— Problem description —
Print again, word for word, all of the records below, and leave the pictures out.

— Records provided —
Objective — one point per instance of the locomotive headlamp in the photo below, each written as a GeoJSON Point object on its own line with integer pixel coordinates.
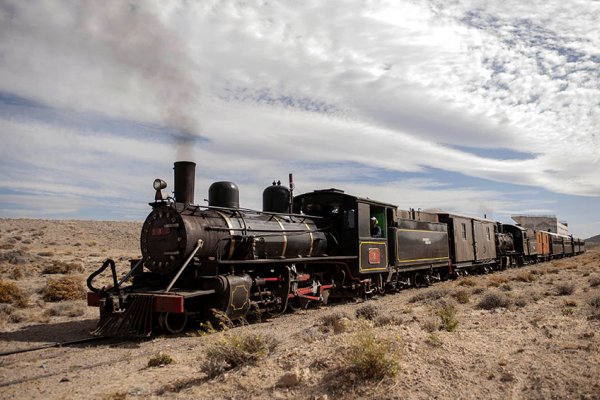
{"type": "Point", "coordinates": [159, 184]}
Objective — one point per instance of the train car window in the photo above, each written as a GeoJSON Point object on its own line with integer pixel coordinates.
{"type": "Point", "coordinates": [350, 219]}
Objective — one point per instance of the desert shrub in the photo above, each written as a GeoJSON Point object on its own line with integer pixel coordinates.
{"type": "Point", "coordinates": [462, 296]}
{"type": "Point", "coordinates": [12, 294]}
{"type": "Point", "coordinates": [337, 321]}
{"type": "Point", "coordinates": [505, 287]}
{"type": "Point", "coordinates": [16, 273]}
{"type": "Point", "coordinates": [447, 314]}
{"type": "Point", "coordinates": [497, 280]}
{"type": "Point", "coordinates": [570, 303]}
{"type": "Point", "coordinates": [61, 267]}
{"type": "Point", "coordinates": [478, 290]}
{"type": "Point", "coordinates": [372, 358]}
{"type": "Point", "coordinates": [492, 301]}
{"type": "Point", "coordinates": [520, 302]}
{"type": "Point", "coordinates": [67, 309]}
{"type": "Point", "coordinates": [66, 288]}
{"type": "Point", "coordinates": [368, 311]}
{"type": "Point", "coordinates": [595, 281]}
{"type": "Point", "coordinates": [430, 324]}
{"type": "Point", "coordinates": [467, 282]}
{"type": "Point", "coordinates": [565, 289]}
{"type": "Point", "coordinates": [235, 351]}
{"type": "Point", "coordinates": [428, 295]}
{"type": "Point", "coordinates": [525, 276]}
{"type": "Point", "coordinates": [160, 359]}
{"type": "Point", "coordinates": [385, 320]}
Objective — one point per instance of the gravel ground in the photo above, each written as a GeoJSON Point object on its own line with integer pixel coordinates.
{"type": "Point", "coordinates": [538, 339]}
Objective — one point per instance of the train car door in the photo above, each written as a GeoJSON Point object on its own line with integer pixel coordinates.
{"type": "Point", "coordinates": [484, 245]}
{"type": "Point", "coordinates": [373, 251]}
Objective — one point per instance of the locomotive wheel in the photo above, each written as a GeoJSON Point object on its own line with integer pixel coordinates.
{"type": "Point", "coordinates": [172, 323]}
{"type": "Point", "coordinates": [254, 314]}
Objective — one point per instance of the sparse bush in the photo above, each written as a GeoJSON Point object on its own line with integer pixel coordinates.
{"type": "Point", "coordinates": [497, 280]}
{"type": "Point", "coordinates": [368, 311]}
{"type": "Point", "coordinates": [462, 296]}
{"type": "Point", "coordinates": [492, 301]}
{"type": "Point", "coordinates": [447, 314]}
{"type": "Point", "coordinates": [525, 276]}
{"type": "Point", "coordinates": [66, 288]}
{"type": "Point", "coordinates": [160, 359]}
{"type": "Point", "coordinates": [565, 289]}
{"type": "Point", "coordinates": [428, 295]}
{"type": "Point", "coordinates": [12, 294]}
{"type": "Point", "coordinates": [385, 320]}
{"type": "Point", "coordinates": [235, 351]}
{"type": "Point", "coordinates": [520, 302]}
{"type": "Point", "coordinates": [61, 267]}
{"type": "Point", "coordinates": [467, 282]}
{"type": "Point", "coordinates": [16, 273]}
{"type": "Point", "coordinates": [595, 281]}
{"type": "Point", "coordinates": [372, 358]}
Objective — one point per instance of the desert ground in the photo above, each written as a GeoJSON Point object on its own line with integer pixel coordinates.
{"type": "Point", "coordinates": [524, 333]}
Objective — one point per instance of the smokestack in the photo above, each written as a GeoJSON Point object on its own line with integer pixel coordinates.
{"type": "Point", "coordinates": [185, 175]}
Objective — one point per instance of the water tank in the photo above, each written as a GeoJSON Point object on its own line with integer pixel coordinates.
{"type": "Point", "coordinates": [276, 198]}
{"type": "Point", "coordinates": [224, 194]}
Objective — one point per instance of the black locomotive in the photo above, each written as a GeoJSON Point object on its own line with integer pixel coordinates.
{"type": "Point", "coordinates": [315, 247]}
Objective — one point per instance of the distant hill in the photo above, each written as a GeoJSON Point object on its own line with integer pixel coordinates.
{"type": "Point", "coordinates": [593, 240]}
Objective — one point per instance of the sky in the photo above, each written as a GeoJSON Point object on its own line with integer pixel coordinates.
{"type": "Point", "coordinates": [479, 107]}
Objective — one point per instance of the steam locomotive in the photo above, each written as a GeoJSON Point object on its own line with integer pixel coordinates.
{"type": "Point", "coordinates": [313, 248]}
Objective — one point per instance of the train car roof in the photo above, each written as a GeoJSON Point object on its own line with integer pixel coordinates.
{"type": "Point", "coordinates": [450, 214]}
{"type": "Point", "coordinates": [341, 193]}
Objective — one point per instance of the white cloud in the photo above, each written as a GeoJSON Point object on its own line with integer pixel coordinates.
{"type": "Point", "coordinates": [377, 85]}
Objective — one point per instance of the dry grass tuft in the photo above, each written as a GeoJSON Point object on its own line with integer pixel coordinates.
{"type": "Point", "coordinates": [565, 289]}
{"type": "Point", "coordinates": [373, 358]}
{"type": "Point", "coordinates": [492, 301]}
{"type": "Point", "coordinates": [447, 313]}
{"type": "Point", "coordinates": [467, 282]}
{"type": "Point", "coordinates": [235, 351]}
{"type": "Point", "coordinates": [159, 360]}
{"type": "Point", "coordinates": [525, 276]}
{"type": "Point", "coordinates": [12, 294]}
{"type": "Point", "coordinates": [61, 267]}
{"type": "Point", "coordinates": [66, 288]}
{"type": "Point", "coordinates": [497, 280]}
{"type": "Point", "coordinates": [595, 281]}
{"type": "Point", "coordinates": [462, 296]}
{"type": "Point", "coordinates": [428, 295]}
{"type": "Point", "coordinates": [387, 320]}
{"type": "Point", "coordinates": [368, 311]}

— Response —
Objective — one point per instance of the locomotive headlamp in the photo below, each written as a GeoJSON Point object on its own line with integer pixel coordinates.
{"type": "Point", "coordinates": [159, 184]}
Objective — one point per instance of the train car window in the photo above, each written as a GeoJSON Point object on its own line with integer pixel coordinates.
{"type": "Point", "coordinates": [350, 219]}
Objective — one point per instance of the desert shrub in the photo above, each written as a GeoJSON Point object on its own line with integer pixel coordinates.
{"type": "Point", "coordinates": [462, 296]}
{"type": "Point", "coordinates": [12, 294]}
{"type": "Point", "coordinates": [337, 321]}
{"type": "Point", "coordinates": [505, 287]}
{"type": "Point", "coordinates": [16, 273]}
{"type": "Point", "coordinates": [447, 314]}
{"type": "Point", "coordinates": [497, 280]}
{"type": "Point", "coordinates": [570, 303]}
{"type": "Point", "coordinates": [61, 267]}
{"type": "Point", "coordinates": [478, 290]}
{"type": "Point", "coordinates": [372, 358]}
{"type": "Point", "coordinates": [492, 301]}
{"type": "Point", "coordinates": [520, 302]}
{"type": "Point", "coordinates": [67, 309]}
{"type": "Point", "coordinates": [66, 288]}
{"type": "Point", "coordinates": [368, 311]}
{"type": "Point", "coordinates": [595, 281]}
{"type": "Point", "coordinates": [430, 324]}
{"type": "Point", "coordinates": [467, 282]}
{"type": "Point", "coordinates": [565, 289]}
{"type": "Point", "coordinates": [235, 351]}
{"type": "Point", "coordinates": [428, 295]}
{"type": "Point", "coordinates": [525, 276]}
{"type": "Point", "coordinates": [160, 359]}
{"type": "Point", "coordinates": [385, 320]}
Objective — one point per instance of the gravel ground in the photo above, each written as a GeoJSON Point object on its own line with integer pixel coordinates.
{"type": "Point", "coordinates": [538, 339]}
Objective — one point per instance of the train car door in the photo above, each written as a GeoJSON Point object on its own line with integer pixel coordinates.
{"type": "Point", "coordinates": [484, 245]}
{"type": "Point", "coordinates": [373, 251]}
Objective — one point per instance of the locomotive wheel in the photo above, each written as a GeoJSON Point object on its own line with integer pixel coordinates.
{"type": "Point", "coordinates": [172, 323]}
{"type": "Point", "coordinates": [254, 314]}
Objective — one point per instance of the sparse bush in the photo above, each written as a GeoJSON Point object on its own line with integer pixel coordinates.
{"type": "Point", "coordinates": [497, 280]}
{"type": "Point", "coordinates": [368, 311]}
{"type": "Point", "coordinates": [462, 296]}
{"type": "Point", "coordinates": [492, 301]}
{"type": "Point", "coordinates": [447, 314]}
{"type": "Point", "coordinates": [525, 276]}
{"type": "Point", "coordinates": [66, 288]}
{"type": "Point", "coordinates": [160, 359]}
{"type": "Point", "coordinates": [565, 289]}
{"type": "Point", "coordinates": [428, 295]}
{"type": "Point", "coordinates": [12, 294]}
{"type": "Point", "coordinates": [385, 320]}
{"type": "Point", "coordinates": [235, 351]}
{"type": "Point", "coordinates": [520, 302]}
{"type": "Point", "coordinates": [61, 267]}
{"type": "Point", "coordinates": [467, 282]}
{"type": "Point", "coordinates": [16, 273]}
{"type": "Point", "coordinates": [595, 281]}
{"type": "Point", "coordinates": [372, 358]}
Objective — one point per instance of the desert ground in the photo above, each written as a GeoJSON Point object on its own line with integer pixel coordinates.
{"type": "Point", "coordinates": [524, 333]}
Objective — one point per instance of the smokestack in the photo above, each written as a GeoJSON Point object on its own line with integer pixel coordinates.
{"type": "Point", "coordinates": [185, 175]}
Objective — one point per instance of the water tank in the photo above, each written as a GeoJSON Point object on its own line with integer pixel coordinates.
{"type": "Point", "coordinates": [276, 198]}
{"type": "Point", "coordinates": [224, 194]}
Objective — one point per instance of the black locomotive in the photo above, each written as a GeoJSON Point object on its own line with integer pixel coordinates.
{"type": "Point", "coordinates": [315, 247]}
Objective — one point per instance of the distant hill in the photo above, each written as a GeoJSON Point object on its own line with integer pixel coordinates.
{"type": "Point", "coordinates": [593, 240]}
Objective — one point per instance of the sky in the photo above, each written as a GeoJSON Point object on its own line with integer pixel coordinates.
{"type": "Point", "coordinates": [479, 107]}
Objective — one point per instance of the steam locomotive in the photo above, each written as a GeoJSON Point object on its own line with integer pixel coordinates.
{"type": "Point", "coordinates": [313, 248]}
Objective — one point per instance of the train car roof in the photo above, each written as a GeoJSON Point object on its own line with integer pixel coordinates.
{"type": "Point", "coordinates": [450, 214]}
{"type": "Point", "coordinates": [341, 193]}
Objective — one point per instance of the white cloud in the photo above, each written as a GeoJSON Point object on its own line with integer pixel coordinates.
{"type": "Point", "coordinates": [377, 85]}
Objective — one point per instance of the dry grass tuft in the photo above, each written as a GeoJSON Point object on its own line with integer pixel coordinates.
{"type": "Point", "coordinates": [565, 289]}
{"type": "Point", "coordinates": [373, 358]}
{"type": "Point", "coordinates": [492, 301]}
{"type": "Point", "coordinates": [447, 313]}
{"type": "Point", "coordinates": [467, 282]}
{"type": "Point", "coordinates": [235, 351]}
{"type": "Point", "coordinates": [159, 360]}
{"type": "Point", "coordinates": [525, 276]}
{"type": "Point", "coordinates": [12, 294]}
{"type": "Point", "coordinates": [61, 267]}
{"type": "Point", "coordinates": [66, 288]}
{"type": "Point", "coordinates": [497, 280]}
{"type": "Point", "coordinates": [595, 281]}
{"type": "Point", "coordinates": [462, 296]}
{"type": "Point", "coordinates": [428, 295]}
{"type": "Point", "coordinates": [387, 320]}
{"type": "Point", "coordinates": [368, 311]}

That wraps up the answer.